* _AUFGABENSTELLUNG_:
Überarbeite im folgenden Textauszug den Abschnitt, der mit den Worten „Das Gedenken an das“ beginnt und mit „Zwecke zu instrumentalisieren.“ schließt. Gib ihn vollständig wieder und setze dabei „Erinnern“ an die Stelle von „Gedenken“.

* _TEXTAUSZUG_:
○ ○ ○ ○ ○
Das Gedenken an das Attentat von Hanau wird zum Teil politisch vereinnahmt

Vereinnahmt von allen Seiten

Erneut haben unter anderem Antizionisten und türkische Nationa­listen versucht, das Gedenken an die Terroropfer von Hanau für ihre Zwecke zu instrumentalisieren.

Es war einer der schwersten Terrorakte in der Geschichte der Bundesrepublik. Am 19. Februar 2020 machte ein Rechtsextremer im hessischen Hanau gezielt Jagd auf Menschen, die er für Ausländer hielt. Er ermordete zehn Menschen und hinterließ ein Manifest, in dem er die rassistische Motivation seiner Tat ausbreitete. Am vergangenen Samstag jährte sich die Tat zum zweiten Mal. Neben offiziellen Gedenkveranstaltungen fanden zahlreiche Demonstrationen und Kundgebungen in ganz Deutschland statt.

Tausende Menschen beteiligten sich an den Protesten, die sich auch gegen den Rassismus der deutschen Behörden und das Agieren der Sicherheitsbehörden richteten.

Schon der Trauermarsch 2020 wurde als Versuch türkisch-nationalistischer und islamistischer Kräfte kritisiert, die Opfer des Anschlags zu vereinnahmen.

Wie bereits in den vergangenen zwei Jahren zu beobachten war, nahmen auch diesmal manche an den Gedenkveranstaltungen teil, die andere Zwecke verfolgen. Dazu gehörten prominente Politiker und Politikerinnen, die signalisieren wollten, dass sie die Gefahr des Rassismus und des rechtsextremen Terrors ernst nehmen. Bei einer offiziellen Gedenkveranstaltung auf einem Friedhof in Hanau sprachen unter anderem Bundesinnenministerin Nancy Faeser und der hessische Ministerpräsident Volker Bouffier. Ebenfalls dabei war der Hanauer Oberbürgermeister Claus Kaminsky (SPD). Er befand es für nötig, in seiner Rede »auch die Toten der Bombennacht des 19. März 1945« zu erwähnen, die auch auf dem Friedhof lägen und »letztlich ebenfalls Opfer eines blinden Rassismus geworden sind, der von Deutschland ausgegangen ist«.

Bei der Veranstaltung waren nur 100 geladene Gäste zugelassen. Emiş Gürbüz, die Mutter des bei dem Anschlag ermordeten Sedat Gürbüz, kri­tisierte in einer Rede auf einer anderen Veranstaltung, prominente Politiker hätten in Hanau Vorrang vor Angehörigen der Opfer gehabt. Das Land Hessen habe die »Gedenkstunde vereinnahmt«, sagte Gürbüz. Es mache sie »fassungslos, dass unsere Wünsche an diesem besonderen Tag ignoriert wurden.«

Andernorts wurde das Gedenken von antizionistischen Gruppen instrumentalisiert. Bei einer Kundgebung in Berlin-Wedding waren Flaggen der Organisation Samidoun zu sehen, einer Untergruppe der palästinensischen Ter­rororganisation PFLP. In Berlin-Kreuz­berg riefen bei einem Protest einige Dutzend Demonstrierende die Parole »Yallah Intifada, von Hanau bis nach Gaza«.
○ ○ ○ ○ ○
* _DATENZEILEN_:

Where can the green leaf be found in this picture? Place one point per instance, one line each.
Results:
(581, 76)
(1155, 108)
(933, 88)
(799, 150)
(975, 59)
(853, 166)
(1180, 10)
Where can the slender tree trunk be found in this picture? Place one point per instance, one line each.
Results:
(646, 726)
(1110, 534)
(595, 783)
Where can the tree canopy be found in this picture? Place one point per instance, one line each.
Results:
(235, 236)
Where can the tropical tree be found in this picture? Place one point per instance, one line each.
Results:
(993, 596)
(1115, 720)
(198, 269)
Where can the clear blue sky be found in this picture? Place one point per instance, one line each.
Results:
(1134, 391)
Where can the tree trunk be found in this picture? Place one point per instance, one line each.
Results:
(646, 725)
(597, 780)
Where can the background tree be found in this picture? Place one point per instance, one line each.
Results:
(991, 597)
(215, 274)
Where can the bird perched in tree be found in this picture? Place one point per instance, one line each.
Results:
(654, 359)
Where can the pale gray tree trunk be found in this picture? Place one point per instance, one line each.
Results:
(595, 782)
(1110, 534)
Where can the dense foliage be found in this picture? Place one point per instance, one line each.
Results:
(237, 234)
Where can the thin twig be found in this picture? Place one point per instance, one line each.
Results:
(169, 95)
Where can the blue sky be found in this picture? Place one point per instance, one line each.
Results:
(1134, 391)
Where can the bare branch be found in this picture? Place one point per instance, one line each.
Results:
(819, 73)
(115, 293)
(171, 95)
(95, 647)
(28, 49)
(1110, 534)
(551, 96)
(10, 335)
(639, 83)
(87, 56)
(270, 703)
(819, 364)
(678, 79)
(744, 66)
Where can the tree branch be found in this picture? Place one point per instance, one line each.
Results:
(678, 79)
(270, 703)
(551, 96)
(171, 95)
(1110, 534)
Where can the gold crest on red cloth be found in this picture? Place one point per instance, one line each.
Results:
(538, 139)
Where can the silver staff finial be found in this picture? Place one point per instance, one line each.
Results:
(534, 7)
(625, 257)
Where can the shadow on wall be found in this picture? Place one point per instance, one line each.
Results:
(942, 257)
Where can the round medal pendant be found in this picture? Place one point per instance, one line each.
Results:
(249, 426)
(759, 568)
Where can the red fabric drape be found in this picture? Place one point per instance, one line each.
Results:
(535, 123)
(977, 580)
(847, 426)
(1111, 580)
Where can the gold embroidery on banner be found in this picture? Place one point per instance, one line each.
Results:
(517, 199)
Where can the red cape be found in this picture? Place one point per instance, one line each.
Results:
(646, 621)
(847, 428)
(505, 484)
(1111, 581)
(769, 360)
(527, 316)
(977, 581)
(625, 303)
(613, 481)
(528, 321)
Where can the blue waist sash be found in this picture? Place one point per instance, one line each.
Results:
○ ○ ○ ○ ○
* _LÖSUNG_:
Das Erinnern an das Attentat von Hanau wird zum Teil politisch vereinnahmt

Vereinnahmt von allen Seiten

Erneut haben unter anderem Antizionisten und türkische Nationa­listen versucht, das Erinnern an die Terroropfer von Hanau für ihre Zwecke zu instrumentalisieren.